**INSTRUCTIONS FOR THE TASK**: Write out every line of the material as it stands, apart from the pictures.

★ ★ ★

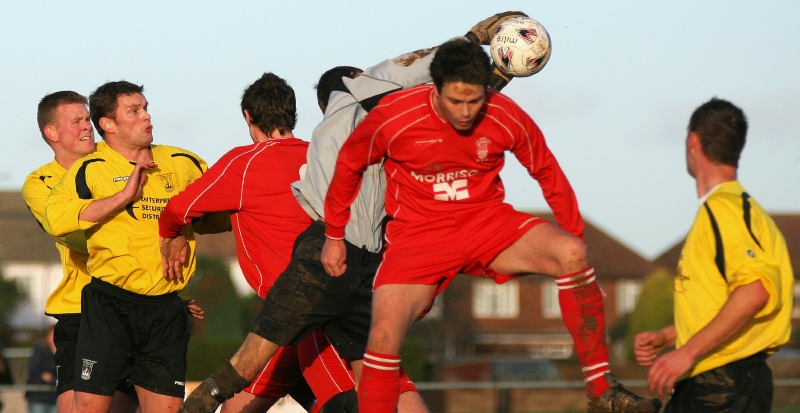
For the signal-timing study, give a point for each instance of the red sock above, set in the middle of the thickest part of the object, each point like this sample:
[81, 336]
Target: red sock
[582, 309]
[379, 387]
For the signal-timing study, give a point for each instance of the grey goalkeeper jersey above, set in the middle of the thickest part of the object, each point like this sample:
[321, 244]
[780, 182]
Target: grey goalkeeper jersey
[345, 110]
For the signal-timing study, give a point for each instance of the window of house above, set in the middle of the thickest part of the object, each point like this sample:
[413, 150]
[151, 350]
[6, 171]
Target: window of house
[627, 293]
[550, 306]
[490, 300]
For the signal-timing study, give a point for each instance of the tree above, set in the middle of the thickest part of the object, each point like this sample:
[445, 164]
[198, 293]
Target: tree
[654, 309]
[11, 295]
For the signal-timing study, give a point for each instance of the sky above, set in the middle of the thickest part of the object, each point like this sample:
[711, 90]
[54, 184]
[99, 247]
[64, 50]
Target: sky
[613, 101]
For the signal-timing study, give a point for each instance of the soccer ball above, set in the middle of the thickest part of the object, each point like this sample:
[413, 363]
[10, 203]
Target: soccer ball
[520, 47]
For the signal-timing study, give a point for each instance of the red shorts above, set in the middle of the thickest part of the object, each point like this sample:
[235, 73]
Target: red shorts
[313, 359]
[433, 251]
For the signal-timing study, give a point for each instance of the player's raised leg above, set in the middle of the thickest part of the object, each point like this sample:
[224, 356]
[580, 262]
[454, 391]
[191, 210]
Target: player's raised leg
[394, 309]
[546, 249]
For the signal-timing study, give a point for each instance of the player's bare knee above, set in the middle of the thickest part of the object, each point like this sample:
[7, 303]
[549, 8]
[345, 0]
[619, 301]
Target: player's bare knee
[572, 255]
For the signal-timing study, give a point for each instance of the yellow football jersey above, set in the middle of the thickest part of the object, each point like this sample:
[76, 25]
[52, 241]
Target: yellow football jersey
[66, 298]
[124, 247]
[733, 242]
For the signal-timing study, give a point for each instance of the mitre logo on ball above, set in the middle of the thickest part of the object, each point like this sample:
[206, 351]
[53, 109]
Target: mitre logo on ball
[520, 47]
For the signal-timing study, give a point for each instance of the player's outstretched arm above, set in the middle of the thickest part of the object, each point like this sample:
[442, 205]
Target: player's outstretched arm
[102, 208]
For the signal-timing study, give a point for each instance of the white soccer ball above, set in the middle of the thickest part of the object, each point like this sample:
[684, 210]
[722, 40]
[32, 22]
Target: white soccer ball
[520, 47]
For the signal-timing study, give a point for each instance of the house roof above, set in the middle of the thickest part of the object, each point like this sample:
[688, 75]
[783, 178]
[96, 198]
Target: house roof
[22, 238]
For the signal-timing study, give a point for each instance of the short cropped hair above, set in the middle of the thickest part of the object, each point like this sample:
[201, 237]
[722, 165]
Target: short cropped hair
[271, 104]
[460, 60]
[332, 80]
[722, 129]
[103, 101]
[46, 113]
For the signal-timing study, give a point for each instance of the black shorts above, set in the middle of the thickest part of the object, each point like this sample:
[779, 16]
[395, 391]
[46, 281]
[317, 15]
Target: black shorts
[65, 337]
[305, 298]
[126, 334]
[741, 386]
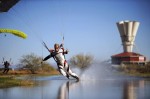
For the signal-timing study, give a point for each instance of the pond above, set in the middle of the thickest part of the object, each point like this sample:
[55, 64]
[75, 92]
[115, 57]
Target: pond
[89, 87]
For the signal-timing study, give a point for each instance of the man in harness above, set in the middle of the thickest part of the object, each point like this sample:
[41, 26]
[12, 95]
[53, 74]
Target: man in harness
[59, 56]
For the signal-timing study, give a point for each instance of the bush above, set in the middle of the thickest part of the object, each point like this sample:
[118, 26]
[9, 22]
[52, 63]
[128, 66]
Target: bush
[81, 61]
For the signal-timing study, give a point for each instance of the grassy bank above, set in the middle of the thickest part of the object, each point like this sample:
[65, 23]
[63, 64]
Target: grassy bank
[9, 80]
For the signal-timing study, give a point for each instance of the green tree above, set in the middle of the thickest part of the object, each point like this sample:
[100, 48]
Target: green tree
[82, 61]
[31, 62]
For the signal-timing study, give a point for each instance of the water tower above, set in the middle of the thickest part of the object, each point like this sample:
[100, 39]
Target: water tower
[128, 31]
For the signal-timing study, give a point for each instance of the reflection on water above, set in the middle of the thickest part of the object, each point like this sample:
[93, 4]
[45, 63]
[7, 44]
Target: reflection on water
[57, 87]
[132, 89]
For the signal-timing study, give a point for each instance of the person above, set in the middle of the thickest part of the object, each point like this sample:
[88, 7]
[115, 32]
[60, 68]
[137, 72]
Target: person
[59, 56]
[6, 67]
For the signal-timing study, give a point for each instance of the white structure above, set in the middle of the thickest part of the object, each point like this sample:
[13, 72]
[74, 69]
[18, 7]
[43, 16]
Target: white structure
[128, 31]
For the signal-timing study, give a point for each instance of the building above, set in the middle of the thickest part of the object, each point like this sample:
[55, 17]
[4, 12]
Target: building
[128, 30]
[128, 58]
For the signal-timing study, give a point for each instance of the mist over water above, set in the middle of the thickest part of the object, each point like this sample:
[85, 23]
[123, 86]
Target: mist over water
[99, 81]
[96, 71]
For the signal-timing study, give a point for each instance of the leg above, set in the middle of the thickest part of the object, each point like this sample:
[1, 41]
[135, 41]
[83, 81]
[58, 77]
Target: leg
[67, 68]
[4, 70]
[61, 70]
[7, 70]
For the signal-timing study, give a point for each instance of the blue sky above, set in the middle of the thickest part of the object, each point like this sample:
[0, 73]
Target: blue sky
[89, 26]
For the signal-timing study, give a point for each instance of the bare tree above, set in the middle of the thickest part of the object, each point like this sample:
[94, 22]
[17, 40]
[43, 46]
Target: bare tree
[82, 61]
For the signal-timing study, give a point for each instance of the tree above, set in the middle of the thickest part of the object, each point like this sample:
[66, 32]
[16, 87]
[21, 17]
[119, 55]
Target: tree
[81, 61]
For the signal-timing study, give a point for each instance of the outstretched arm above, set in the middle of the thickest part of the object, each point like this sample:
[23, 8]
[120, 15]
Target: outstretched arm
[47, 57]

★ ★ ★

**SOLUTION TO THIS TASK**:
For the signal-timing study, give a point for each instance of the red sock above, set in the middle of the thickest part of the object, each point like this sample:
[81, 336]
Target: red sock
[582, 309]
[379, 387]
For the signal-timing study, give a point for each instance of the grey goalkeeper jersey above, set in the middle of the thickest part of the object, each point like this sample:
[321, 244]
[780, 182]
Target: grey goalkeeper jersey
[345, 110]
For the signal-timing study, give a point for each instance of the window of house above, set in the middle of the thickest part of the object, each point like this sample:
[413, 150]
[151, 350]
[6, 171]
Target: window of house
[627, 293]
[550, 306]
[490, 300]
For the signal-timing study, give a point for each instance of the tree above, set in the middle of the thickest part of the object, each point like this sample:
[445, 164]
[198, 293]
Target: tree
[654, 309]
[11, 295]
For the signal-timing study, give a point for each instance of the sky above, set in the middle of the thickest part of the object, each point like this sample:
[711, 90]
[54, 184]
[99, 247]
[64, 50]
Target: sky
[613, 101]
For the signal-timing study, give a point for each instance of the soccer ball above, set in the middle of the thickest part of the object, each point like this sample:
[413, 363]
[10, 203]
Target: soccer ball
[520, 47]
For the signal-timing study, give a point for each instance of the red shorts above, set in the middle of the thickest part of the object, each point like this sample:
[235, 73]
Target: red shorts
[313, 359]
[433, 251]
For the signal-timing study, give a point for each instance of the player's raised leg above, set in the middle of the thickest part of the object, each point like this sample:
[224, 356]
[580, 262]
[454, 391]
[191, 210]
Target: player's raised leg
[394, 309]
[546, 249]
For the signal-timing study, give a point for each instance of the player's bare knee above, set in the middle of the thickest part of the object, each point like this sample:
[7, 303]
[549, 8]
[345, 0]
[619, 301]
Target: player's bare knee
[572, 255]
For the signal-timing study, give a point for each instance of the yellow football jersey above, set in the middle of the thickest part of the object, each point like this sample:
[76, 25]
[52, 241]
Target: yellow football jersey
[66, 298]
[124, 247]
[733, 242]
For the signal-timing study, give a point for each instance of the mitre logo on ball above, set in the middle of the thickest part of the object, each point like this sample:
[206, 351]
[53, 109]
Target: mitre logo on ball
[520, 47]
For the signal-timing study, give a point for each instance of the player's outstretched arm above, set in the middle of the thickest part of the object, each point like this sample:
[442, 205]
Target: player's outstretched arm
[102, 208]
For the signal-timing study, give a point for each instance of the white soccer ball above, set in the middle of the thickest part of the object, each point like this sample:
[684, 210]
[722, 40]
[32, 22]
Target: white soccer ball
[520, 47]
For the signal-timing study, give a point for each instance of the house roof above, set in the middle of the thickest part of the object, each point like this sample:
[688, 75]
[783, 178]
[96, 198]
Target: house roof
[22, 238]
For the signal-timing study, give a point for each instance of the short cropped hair above, set in the middle of the thickest part of the object, each point like this sample:
[201, 237]
[722, 165]
Target: short cropped hair
[271, 104]
[460, 60]
[332, 80]
[722, 129]
[103, 101]
[46, 113]
For the signal-timing study, give a point for each instance of the black shorts above, set in the middle of the thickest part of the object, each point like this sample:
[779, 16]
[395, 391]
[46, 281]
[317, 15]
Target: black shorts
[65, 337]
[305, 298]
[126, 334]
[741, 386]
For the signal-timing study, give a point for each instance of the pond above, set in the middle of the thickest part of the object, each point like this sample:
[55, 64]
[75, 92]
[115, 57]
Target: pond
[89, 87]
For the signal-timing study, give a point for each instance of the man in harness above, set in the middle of the thickest part of the object, each point like this sample:
[41, 26]
[12, 95]
[53, 74]
Target: man in harness
[59, 56]
For the signal-timing study, give a point for each instance of the bush above, set in the middle of the thickest part of the object, each point like this sample:
[118, 26]
[9, 22]
[52, 63]
[128, 66]
Target: bush
[81, 61]
For the signal-timing study, give a point for each instance of the grassy bank above, set in the middle of the thickest part of the object, each point like this sample:
[65, 23]
[63, 64]
Target: grassy bank
[9, 80]
For the signal-timing study, give a point for each instance of the green tree above, set in the middle of the thickest part of the object, each point like this sample:
[100, 48]
Target: green tree
[82, 61]
[31, 62]
For the signal-timing study, give a point for each instance of the water tower above, set in the middle of the thickest part of the object, each point like this sample:
[100, 39]
Target: water tower
[128, 31]
For the signal-timing study, give a point for each instance of the reflection on water above, set in the middle of the thickest part of the object, each point like this sample:
[93, 4]
[45, 63]
[7, 44]
Target: reflection on water
[57, 87]
[132, 89]
For the signal-timing study, give a point for each instance of the person above, set in the middle of the thickest part of the object, each point like this sample:
[88, 7]
[115, 32]
[60, 68]
[137, 72]
Target: person
[59, 56]
[6, 67]
For the signal-timing study, give a point for each instance of the white structure above, set in the middle of the thickest part of the object, each point like this sample:
[13, 72]
[74, 69]
[18, 7]
[43, 16]
Target: white structure
[128, 31]
For the signal-timing study, give a point for each instance of the building above, set in the middle of the thickest part of the object, each point like this sample:
[55, 17]
[4, 12]
Target: building
[128, 30]
[128, 58]
For the signal-timing study, give a point for each instance of the mist over water above, set in the middle of the thickest part of the object, each point like this sample:
[85, 23]
[123, 86]
Target: mist over water
[99, 81]
[96, 71]
For the signal-timing study, give a point for each instance of the leg above, set in the middle of the thickest part of the object, each point like this sample:
[1, 41]
[135, 41]
[83, 81]
[58, 77]
Target: leg
[67, 68]
[4, 70]
[61, 70]
[7, 70]
For the signal-timing study, give a point for each instance of the blue sky above, set in the middle of the thickest part of the object, each point like this sample:
[0, 73]
Target: blue sky
[89, 26]
For the signal-timing study, give a point for each instance of the bare tree above, set in the middle of the thickest part of the object, each point like this sample:
[94, 22]
[17, 40]
[43, 46]
Target: bare tree
[82, 61]
For the signal-timing study, give a point for each instance of the tree above, set in the middle of the thickest part of the object, each point like this sample:
[66, 32]
[16, 87]
[21, 17]
[119, 55]
Target: tree
[81, 61]
For the signal-timing study, give a point for each instance of the outstretched arm above, set in the middle of the thickest part of the object, each point like this sample:
[23, 8]
[120, 15]
Target: outstretched arm
[47, 57]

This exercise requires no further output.